Supplied data:
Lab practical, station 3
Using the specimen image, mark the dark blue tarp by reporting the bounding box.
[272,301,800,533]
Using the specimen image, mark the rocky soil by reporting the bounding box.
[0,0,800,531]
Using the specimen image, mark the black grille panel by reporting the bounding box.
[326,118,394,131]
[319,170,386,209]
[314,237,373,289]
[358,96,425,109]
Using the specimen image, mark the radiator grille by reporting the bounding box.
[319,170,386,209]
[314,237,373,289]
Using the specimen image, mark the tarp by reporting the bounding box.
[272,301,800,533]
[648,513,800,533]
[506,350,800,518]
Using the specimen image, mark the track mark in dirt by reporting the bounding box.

Goal of the exercise: Print every one of the lines above again, word for word and with nothing changed.

The answer:
Lab practical, station 3
Using the specimen image, mark the dark blue tarp by reporting the bounding box.
[272,301,800,533]
Using the specimen image, mark the rocky soil by reporting the bounding box.
[0,0,800,531]
Using the specimen image, mark the black grille panel by reporting the bounding box.
[326,118,394,131]
[319,170,386,209]
[314,237,373,289]
[358,96,425,109]
Using the specimen image, mark the radiator grille by reporting the bounding box.
[319,170,386,209]
[314,237,373,289]
Using the specimen image, mark the tarp by reporting the bounding box.
[272,301,800,533]
[648,513,800,533]
[506,350,800,518]
Using the specimen image, mark the track mark in dirt by reporting the bounding box.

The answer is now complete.